### Problems
(1) In the supernova article, copy everything from "The supernova’s light" down to "through warped spacetime.", and swap "warped spacetime" for "curved spacetime".
(2) Answer these questions using the supernova article.
(a) Roughly what share of everything that exists does dark energy make up?
(b) What position does Dr. Daniel Perley hold?
(c) What is the effect called in which a massive object bends the path of light?

### Excerpt

*-*-*

Astronomers Spot a Supernova So Strange It Might Finally Solve the Universe’s Biggest Mystery

Ten billion years is a long time for a secret to hide. Yet across that unimaginable gulf, a single cosmic explosion has now sent astronomers a clue so bright and so strange that it may help unravel one of the universe’s greatest mysteries. The event, a rare supernova in the early cosmos, has arrived on Earth in a way no one has ever seen before. And in its distorted light, scientists believe they may have found a new path toward understanding dark energy, the elusive force thought to be accelerating the universe’s expansion.

Dark energy makes up roughly 68 percent of everything that exists, yet it remains a ghost in modern physics, known only through its effects. Now, the discovery of supernova SN 2025wny, described in the paper Discovery of SN 2025wny A Strongly Gravitationally Lensed Superluminous Supernova at z = 2.01, gives astronomers a rare opportunity to measure the universe’s growth with unprecedented precision. It is, as one researcher puts it, a kind of cosmic gift.

“No one has found a supernova like this before, and the nature of the system means it may be able to help solve some big problems in astrophysics, such as the nature of the force that drives the expansion of the universe,” explains Dr. Daniel Perley, a reader in astrophysics at Liverpool John Moores University.

Light That Refuses To Take a Straight Path

To understand why this supernova is so important, imagine the universe as a vast, pliable fabric. When light travels across it, anything massive—like a galaxy—can tug on the fabric’s shape. That tug distorts and redirects the light, bending its path. This effect, known as gravitational lensing, is beautiful in images. But in this case, it is far more than beautiful. It is revealing.

The supernova’s light had to pass by a galaxy that sits directly in the line of sight between the explosion and Earth. As it traveled, the galaxy’s gravity split the light into separate images, each one taking a slightly different path through warped spacetime.

*-*-*

### Information supplied
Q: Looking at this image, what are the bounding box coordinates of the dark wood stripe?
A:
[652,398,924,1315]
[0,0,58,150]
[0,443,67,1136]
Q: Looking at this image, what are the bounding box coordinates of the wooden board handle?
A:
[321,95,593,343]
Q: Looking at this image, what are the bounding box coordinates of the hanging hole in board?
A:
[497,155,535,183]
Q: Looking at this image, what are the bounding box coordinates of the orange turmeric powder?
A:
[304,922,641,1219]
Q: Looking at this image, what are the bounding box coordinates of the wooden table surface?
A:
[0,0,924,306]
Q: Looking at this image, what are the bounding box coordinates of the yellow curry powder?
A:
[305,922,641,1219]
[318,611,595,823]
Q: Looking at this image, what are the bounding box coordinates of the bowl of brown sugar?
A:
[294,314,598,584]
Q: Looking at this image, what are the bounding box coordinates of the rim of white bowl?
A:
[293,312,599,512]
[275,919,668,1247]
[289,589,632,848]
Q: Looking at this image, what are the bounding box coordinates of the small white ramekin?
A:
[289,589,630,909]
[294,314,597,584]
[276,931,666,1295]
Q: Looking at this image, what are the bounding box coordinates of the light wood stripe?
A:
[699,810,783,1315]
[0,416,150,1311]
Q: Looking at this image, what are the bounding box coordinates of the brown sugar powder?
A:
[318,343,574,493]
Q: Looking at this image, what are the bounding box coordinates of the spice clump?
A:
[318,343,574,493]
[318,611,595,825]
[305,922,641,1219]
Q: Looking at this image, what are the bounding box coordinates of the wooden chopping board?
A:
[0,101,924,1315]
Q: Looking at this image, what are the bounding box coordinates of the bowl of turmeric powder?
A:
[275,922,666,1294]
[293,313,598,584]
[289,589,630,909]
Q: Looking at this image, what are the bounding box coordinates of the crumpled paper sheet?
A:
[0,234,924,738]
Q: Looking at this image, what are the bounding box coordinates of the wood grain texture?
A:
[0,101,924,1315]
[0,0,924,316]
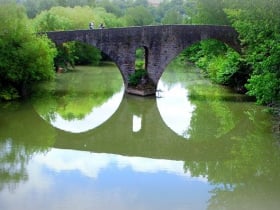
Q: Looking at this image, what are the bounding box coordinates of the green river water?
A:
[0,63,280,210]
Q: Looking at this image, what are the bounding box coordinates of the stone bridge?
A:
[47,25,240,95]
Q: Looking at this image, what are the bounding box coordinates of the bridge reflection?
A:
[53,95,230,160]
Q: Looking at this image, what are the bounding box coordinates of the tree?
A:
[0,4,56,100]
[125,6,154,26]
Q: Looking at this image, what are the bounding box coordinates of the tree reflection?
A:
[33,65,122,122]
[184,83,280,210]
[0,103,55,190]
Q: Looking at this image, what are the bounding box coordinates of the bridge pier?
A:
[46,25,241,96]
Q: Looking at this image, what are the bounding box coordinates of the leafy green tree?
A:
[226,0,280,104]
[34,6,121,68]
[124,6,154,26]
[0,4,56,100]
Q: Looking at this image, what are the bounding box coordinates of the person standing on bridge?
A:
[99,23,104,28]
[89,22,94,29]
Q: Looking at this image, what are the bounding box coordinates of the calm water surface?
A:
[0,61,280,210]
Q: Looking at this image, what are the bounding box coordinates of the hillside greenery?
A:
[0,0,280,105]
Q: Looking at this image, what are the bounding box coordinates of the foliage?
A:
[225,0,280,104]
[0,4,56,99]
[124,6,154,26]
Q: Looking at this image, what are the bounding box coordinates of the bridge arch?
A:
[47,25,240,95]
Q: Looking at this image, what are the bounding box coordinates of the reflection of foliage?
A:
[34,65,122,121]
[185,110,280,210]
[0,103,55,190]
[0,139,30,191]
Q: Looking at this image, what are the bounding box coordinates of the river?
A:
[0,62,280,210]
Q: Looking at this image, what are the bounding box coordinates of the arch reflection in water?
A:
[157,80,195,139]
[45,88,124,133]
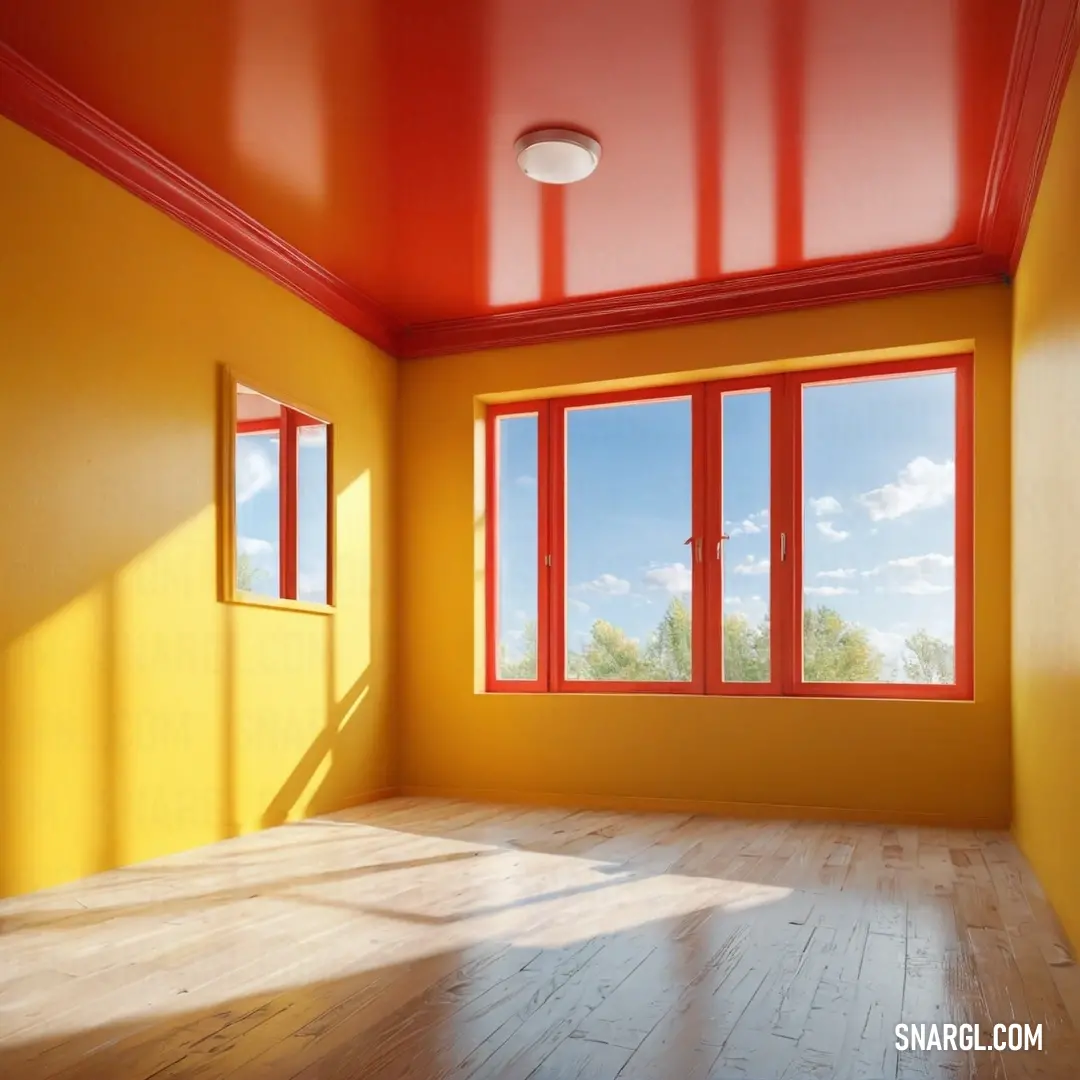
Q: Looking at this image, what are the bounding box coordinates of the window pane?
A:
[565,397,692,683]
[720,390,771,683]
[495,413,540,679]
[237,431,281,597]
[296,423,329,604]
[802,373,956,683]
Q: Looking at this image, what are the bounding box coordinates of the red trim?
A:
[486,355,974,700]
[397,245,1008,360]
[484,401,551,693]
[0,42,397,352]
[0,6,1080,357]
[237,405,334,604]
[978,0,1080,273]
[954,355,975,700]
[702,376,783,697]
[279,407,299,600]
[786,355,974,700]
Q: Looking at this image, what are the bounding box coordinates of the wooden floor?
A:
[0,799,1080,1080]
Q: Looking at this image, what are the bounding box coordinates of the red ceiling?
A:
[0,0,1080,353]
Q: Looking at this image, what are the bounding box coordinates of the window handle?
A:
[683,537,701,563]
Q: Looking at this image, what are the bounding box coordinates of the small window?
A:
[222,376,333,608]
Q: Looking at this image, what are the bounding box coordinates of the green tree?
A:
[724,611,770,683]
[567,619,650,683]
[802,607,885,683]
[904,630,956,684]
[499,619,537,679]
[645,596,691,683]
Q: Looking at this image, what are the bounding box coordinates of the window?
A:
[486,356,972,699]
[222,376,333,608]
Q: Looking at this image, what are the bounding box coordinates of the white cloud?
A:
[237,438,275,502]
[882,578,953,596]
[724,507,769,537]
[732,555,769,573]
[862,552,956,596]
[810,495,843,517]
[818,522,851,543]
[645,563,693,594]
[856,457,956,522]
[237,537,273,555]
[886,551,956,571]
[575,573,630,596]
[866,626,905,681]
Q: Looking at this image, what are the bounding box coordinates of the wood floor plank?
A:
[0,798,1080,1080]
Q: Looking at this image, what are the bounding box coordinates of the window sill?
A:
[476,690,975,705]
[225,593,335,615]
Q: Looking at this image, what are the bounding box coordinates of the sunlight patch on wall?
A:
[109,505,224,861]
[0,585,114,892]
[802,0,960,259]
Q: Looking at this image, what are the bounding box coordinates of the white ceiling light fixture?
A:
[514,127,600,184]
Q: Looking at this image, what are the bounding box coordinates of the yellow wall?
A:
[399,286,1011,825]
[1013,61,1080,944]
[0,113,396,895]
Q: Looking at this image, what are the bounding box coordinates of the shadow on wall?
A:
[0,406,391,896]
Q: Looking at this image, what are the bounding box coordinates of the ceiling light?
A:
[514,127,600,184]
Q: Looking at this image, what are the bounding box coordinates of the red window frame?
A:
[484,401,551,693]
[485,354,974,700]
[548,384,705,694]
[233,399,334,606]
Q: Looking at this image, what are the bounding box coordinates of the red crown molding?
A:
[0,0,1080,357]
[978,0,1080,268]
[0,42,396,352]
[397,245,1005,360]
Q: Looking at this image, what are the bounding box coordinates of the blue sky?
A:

*-*-*

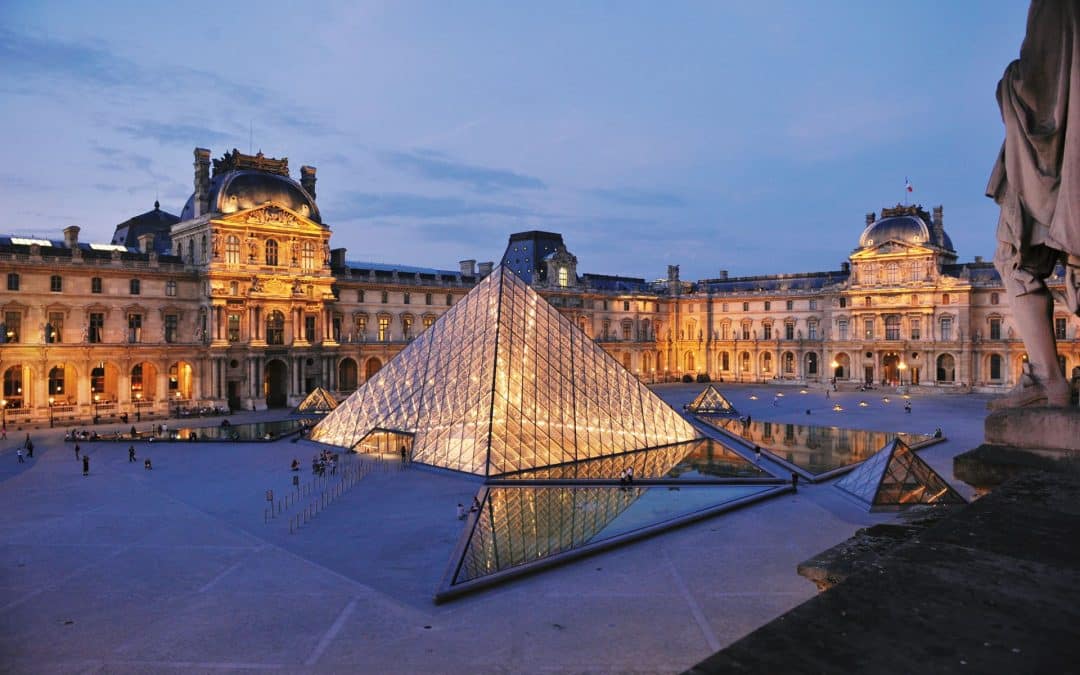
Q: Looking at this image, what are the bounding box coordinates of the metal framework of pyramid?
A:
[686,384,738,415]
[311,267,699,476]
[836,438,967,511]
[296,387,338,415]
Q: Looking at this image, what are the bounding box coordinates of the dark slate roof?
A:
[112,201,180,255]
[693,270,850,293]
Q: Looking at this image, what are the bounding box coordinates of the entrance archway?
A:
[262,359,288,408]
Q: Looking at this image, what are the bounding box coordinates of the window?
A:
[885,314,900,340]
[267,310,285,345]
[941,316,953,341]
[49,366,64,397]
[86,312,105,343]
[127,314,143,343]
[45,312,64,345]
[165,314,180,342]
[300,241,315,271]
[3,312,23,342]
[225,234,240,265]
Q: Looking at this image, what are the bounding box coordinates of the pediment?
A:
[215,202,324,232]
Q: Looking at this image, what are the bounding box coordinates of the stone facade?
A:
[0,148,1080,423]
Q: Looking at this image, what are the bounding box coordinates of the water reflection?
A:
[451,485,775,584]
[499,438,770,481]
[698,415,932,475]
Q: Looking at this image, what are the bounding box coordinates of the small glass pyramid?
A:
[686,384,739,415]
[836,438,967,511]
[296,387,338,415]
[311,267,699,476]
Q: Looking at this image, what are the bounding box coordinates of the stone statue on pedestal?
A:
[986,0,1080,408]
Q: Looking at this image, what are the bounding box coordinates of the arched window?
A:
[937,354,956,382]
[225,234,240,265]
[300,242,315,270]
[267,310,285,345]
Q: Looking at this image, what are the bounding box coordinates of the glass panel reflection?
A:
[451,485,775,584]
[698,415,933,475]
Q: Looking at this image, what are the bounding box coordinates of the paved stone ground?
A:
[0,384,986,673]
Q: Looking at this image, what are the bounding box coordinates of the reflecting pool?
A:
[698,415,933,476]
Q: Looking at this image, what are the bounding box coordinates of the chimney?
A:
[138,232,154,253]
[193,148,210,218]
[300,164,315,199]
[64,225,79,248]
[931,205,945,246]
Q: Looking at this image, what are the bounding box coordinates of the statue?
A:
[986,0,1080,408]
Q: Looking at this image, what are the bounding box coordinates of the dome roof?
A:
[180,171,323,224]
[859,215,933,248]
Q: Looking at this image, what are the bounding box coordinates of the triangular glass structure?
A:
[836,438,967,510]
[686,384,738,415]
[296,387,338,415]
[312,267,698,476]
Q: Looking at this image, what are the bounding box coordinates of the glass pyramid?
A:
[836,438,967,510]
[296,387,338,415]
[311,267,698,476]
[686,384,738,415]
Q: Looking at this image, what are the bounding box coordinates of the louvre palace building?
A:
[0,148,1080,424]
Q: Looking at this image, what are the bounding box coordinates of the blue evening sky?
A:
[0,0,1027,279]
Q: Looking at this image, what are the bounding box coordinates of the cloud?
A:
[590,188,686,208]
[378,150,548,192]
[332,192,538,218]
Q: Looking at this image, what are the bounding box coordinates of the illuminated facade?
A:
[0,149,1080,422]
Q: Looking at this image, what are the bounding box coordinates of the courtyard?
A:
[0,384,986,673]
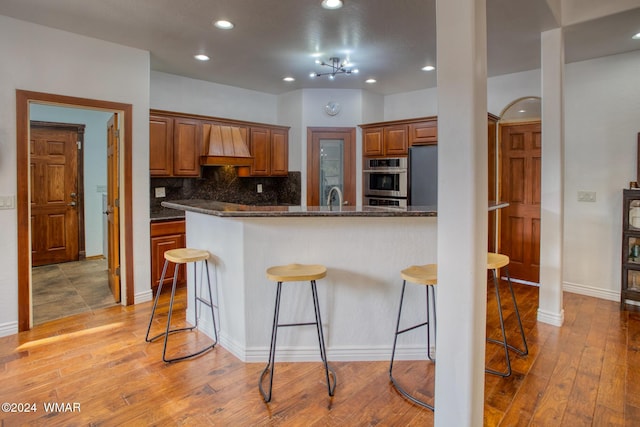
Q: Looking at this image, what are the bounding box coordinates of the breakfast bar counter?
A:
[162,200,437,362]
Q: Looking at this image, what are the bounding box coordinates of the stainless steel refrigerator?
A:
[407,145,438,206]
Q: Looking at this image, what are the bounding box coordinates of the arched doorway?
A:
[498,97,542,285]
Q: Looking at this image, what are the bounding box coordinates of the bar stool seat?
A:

*-*-*

### Results of the tasks
(1)
The supernova’s light had to pass by a galaxy that sits directly in the line of sight between the explosion and Earth. As it traveled, the galaxy’s gravity split the light into separate images, each one taking a slightly different path through curved spacetime.

(2)
(a) Roughly 68 percent.
(b) He is a reader in astrophysics at Liverpool John Moores University.
(c) Gravitational lensing.